> WORK INSTRUCTION: Line by line, return everything in the listing exactly.
↓
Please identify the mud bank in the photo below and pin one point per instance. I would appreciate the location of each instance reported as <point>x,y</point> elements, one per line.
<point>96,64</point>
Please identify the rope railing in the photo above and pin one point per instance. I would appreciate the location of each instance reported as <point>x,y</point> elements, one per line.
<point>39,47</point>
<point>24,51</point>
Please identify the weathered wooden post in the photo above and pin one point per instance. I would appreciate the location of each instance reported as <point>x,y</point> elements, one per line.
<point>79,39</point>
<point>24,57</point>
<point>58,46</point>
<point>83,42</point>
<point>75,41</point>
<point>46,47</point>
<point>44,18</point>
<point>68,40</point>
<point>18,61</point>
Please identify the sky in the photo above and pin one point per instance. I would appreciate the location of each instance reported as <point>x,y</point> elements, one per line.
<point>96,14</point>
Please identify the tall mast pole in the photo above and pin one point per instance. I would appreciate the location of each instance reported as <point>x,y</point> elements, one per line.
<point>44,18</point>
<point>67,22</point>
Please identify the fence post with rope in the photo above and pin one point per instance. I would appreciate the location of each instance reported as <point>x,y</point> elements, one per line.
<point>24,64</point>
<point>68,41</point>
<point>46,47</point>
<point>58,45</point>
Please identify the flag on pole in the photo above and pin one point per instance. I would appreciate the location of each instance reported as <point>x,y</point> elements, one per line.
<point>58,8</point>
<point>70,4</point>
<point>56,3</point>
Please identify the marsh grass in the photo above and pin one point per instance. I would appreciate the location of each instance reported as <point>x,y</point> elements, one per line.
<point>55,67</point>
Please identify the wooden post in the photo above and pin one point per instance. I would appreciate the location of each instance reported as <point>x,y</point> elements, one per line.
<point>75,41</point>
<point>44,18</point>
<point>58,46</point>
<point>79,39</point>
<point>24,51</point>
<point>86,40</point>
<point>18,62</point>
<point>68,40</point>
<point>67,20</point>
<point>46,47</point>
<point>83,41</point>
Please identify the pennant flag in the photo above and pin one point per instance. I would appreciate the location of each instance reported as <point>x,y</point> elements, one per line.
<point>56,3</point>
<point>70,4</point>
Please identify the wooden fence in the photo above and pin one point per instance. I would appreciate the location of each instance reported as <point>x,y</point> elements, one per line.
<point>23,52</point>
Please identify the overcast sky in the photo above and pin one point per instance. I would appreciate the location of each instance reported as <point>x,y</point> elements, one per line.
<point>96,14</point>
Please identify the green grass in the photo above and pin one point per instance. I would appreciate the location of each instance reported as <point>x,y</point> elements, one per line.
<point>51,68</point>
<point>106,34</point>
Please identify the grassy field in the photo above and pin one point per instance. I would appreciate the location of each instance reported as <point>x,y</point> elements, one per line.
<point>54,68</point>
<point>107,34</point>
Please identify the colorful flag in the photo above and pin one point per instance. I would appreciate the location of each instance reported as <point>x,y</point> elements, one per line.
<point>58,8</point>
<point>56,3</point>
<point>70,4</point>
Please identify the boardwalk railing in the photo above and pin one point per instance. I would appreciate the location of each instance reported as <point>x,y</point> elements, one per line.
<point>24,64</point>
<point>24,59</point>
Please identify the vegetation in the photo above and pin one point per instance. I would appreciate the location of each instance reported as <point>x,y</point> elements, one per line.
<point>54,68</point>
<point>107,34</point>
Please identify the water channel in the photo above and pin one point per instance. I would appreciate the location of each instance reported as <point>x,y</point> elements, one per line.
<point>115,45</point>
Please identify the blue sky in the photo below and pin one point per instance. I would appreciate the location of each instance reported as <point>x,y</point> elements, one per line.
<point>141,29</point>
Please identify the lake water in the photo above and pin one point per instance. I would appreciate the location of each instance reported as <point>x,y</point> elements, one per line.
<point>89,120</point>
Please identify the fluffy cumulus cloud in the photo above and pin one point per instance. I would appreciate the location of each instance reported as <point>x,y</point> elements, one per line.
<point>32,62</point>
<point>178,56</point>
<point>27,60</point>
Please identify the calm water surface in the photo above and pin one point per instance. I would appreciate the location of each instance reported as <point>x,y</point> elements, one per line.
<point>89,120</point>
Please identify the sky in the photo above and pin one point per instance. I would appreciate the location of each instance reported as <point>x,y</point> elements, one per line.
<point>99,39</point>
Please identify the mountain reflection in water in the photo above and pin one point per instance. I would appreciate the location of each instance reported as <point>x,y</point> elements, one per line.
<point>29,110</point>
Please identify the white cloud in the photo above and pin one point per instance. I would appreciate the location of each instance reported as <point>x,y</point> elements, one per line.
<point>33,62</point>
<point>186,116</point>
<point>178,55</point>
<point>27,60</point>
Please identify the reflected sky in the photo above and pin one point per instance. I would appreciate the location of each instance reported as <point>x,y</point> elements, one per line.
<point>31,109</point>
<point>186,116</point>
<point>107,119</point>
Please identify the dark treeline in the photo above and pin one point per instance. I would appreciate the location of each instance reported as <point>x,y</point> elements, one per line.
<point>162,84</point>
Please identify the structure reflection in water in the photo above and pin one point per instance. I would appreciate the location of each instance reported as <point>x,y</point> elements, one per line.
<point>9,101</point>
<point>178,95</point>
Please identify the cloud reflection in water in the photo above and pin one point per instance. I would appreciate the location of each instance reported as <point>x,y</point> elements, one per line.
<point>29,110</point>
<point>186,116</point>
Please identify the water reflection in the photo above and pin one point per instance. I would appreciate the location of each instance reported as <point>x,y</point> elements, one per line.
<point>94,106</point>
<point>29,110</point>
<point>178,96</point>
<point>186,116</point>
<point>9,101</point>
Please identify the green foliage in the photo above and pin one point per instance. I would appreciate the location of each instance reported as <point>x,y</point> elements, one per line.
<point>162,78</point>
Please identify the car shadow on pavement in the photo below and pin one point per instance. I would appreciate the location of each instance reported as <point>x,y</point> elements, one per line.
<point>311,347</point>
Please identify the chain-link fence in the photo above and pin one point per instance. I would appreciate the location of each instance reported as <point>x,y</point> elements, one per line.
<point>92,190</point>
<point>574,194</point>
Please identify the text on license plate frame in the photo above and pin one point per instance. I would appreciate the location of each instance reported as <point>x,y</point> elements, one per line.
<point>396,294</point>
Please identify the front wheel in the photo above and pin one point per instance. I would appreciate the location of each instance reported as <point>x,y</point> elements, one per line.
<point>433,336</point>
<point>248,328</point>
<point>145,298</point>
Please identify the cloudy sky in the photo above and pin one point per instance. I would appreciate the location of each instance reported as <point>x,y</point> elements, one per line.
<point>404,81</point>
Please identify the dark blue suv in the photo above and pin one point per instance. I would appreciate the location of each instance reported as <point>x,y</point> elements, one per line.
↑
> RESULT BELOW:
Please identify the mud bank in the photo below and pin one point per instance. I would appreciate the location of each instance reported as <point>x,y</point> elements, one per line.
<point>96,64</point>
Please identify the rope railing in the photo above and pin one point per instance. I would appreciate the location of each instance reported as <point>x,y</point> elements, one per line.
<point>39,47</point>
<point>24,51</point>
Please identify the weathered wooden post in the photo above and pin one point per instance. I would appreciate the location of each instance reported as <point>x,y</point> elements, one per line.
<point>79,39</point>
<point>24,57</point>
<point>58,46</point>
<point>83,42</point>
<point>75,41</point>
<point>46,47</point>
<point>44,18</point>
<point>68,40</point>
<point>18,61</point>
Please identify the sky in the photo above and pin one point per instance. I would appreciate the location of each instance reported as <point>x,y</point> elements, one per line.
<point>96,14</point>
Please identify the tall mast pole in the photo above and pin one point per instance. I would appreciate the location of each instance reported as <point>x,y</point> elements, one per line.
<point>44,18</point>
<point>67,22</point>
Please identify the fence post with rope in the photo above and pin one point per instance. I would appreciate the location of each instance reported as <point>x,y</point> elements, one per line.
<point>24,64</point>
<point>68,41</point>
<point>46,47</point>
<point>58,45</point>
Please identify the flag on pole in the photo above and pin one point per instance. I would appreciate the location of each instance reported as <point>x,y</point> elements, one per line.
<point>58,8</point>
<point>70,4</point>
<point>56,3</point>
Please identify the marsh grass in the photo above and pin one point per instance. I would appreciate the location of each instance reported as <point>x,y</point> elements, one per line.
<point>55,67</point>
Please identify the wooden post in the photo above and pin one point per instance. I would appreciate the location of each instance reported as <point>x,y</point> elements, one per line.
<point>75,41</point>
<point>44,18</point>
<point>58,46</point>
<point>79,39</point>
<point>24,51</point>
<point>86,40</point>
<point>18,62</point>
<point>68,40</point>
<point>67,20</point>
<point>46,47</point>
<point>83,41</point>
Please identify the pennant flag in the photo above and pin one point per instance. I would appreciate the location of each instance reported as <point>x,y</point> elements, one per line.
<point>56,3</point>
<point>70,4</point>
Please identify the wooden fence in the photo above and pin one point per instance. I would appreciate the location of each instance reported as <point>x,y</point> elements, one per line.
<point>23,52</point>
Please identify the overcast sky in the photo above and pin one point per instance. I would appreciate the location of each instance reported as <point>x,y</point> elements, one per line.
<point>96,14</point>
Please identify the green grass in the photo above and pin one point per instance. I would appreciate the location of each instance reported as <point>x,y</point> elements, one per line.
<point>51,68</point>
<point>106,34</point>
Please identify the grassy field in the photo above and pin one point per instance. I would appreciate the location of each instance reported as <point>x,y</point> elements, one per line.
<point>54,68</point>
<point>107,34</point>
Please identify the colorful flag in the photo above and pin one point per instance. I would appreciate the location of each instance reported as <point>x,y</point> elements, one per line.
<point>58,8</point>
<point>56,3</point>
<point>70,4</point>
Please identify the boardwalk railing in the photo above and pin one point per instance. I would appreciate the location of each instance reported as <point>x,y</point> elements, one per line.
<point>24,64</point>
<point>24,59</point>
Please identify the vegetation in the photo above and pin one point per instance. I would appreciate the location of each instance reported as <point>x,y</point> elements, one per line.
<point>54,68</point>
<point>107,34</point>
Please identify the water channel in the photo above and pin one point per instance. I would appreciate the location of each instance reported as <point>x,y</point> elements, one per line.
<point>115,45</point>
Please identify the blue sky in the photo below and pin one point per instance. I would appreciate the location of each instance reported as <point>x,y</point> elements, one per line.
<point>141,29</point>
Please identify the lake water in the photo above and pin one point per instance. I would appreciate the location of each instance reported as <point>x,y</point> elements, one per line.
<point>89,120</point>
Please identify the fluffy cumulus cloud in the photo above and pin one point per instance. I would appreciate the location of each instance reported as <point>x,y</point> elements, one per line.
<point>32,62</point>
<point>178,56</point>
<point>27,60</point>
Please identify the calm water surface in the photo above and pin one point per instance. I would appreciate the location of each instance reported as <point>x,y</point> elements, one per line.
<point>89,120</point>
Please identify the sky in the photo above and pin one point per instance. I would appreciate the location of each instance reported as <point>x,y</point> elements, one per line.
<point>99,39</point>
Please identify the mountain reflection in water in the photo above and pin one point per instance. I would appreciate the location of each instance reported as <point>x,y</point> elements, one per line.
<point>29,110</point>
Please identify the white cloud in the photo above and pin one point per instance. I would appreciate the location of each instance reported as <point>x,y</point> elements, one per line.
<point>33,62</point>
<point>186,116</point>
<point>178,55</point>
<point>27,60</point>
Please identify the reflected sky in the photo above and pin one point per instance. I would appreciate the location of each instance reported as <point>x,y</point> elements, one per line.
<point>31,109</point>
<point>186,116</point>
<point>107,119</point>
Please identify the dark treeline in the photo above and pin one point per instance. I would appreciate the location of each instance reported as <point>x,y</point> elements, one per line.
<point>162,84</point>
Please identify the structure reflection in water in the photo above and pin one point per instance. I would appreciate the location of each instance reported as <point>x,y</point> elements, one per line.
<point>9,101</point>
<point>178,95</point>
Please identify the cloud reflection in water in the photo above and pin one point per instance. I would appreciate the location of each instance reported as <point>x,y</point> elements, one per line.
<point>29,110</point>
<point>186,116</point>
Please identify the water reflection in the photo above and pin one point per instance. I would appreciate the location of each instance reported as <point>x,y</point> elements, one per line.
<point>94,106</point>
<point>29,110</point>
<point>178,96</point>
<point>186,116</point>
<point>9,101</point>
Please identify the green foliage in the photo above and pin one point per instance. I would appreciate the location of each instance reported as <point>x,y</point> elements, one per line.
<point>162,78</point>
Please identify the car shadow on pavement in the photo below and pin one point per instance. I would appreciate the location of each instance reported as <point>x,y</point> elements, one per line.
<point>311,347</point>
Please identify the chain-link fence in the photo above and pin one point per instance. I would appreciate the location of each instance reported as <point>x,y</point> elements, one per line.
<point>92,190</point>
<point>574,194</point>
Please identify the text on license plate frame in the photo above and pin one point per instance. I would appreciate the location of each instance reported as <point>x,y</point> elements, one per line.
<point>396,294</point>
Please identify the front wheel in the photo above and pin one point per instance. I would appreciate the location of each instance reported as <point>x,y</point> elements, one per line.
<point>433,336</point>
<point>248,328</point>
<point>145,298</point>
Please identify the cloudy sky in the photo above and pin one point per instance. I would appreciate the location of each instance reported as <point>x,y</point> elements, one per line.
<point>404,81</point>
Please identify the dark blue suv in the photo above and pin one point per instance. I would appreciate the location of each instance reported as <point>x,y</point> elements, one per line.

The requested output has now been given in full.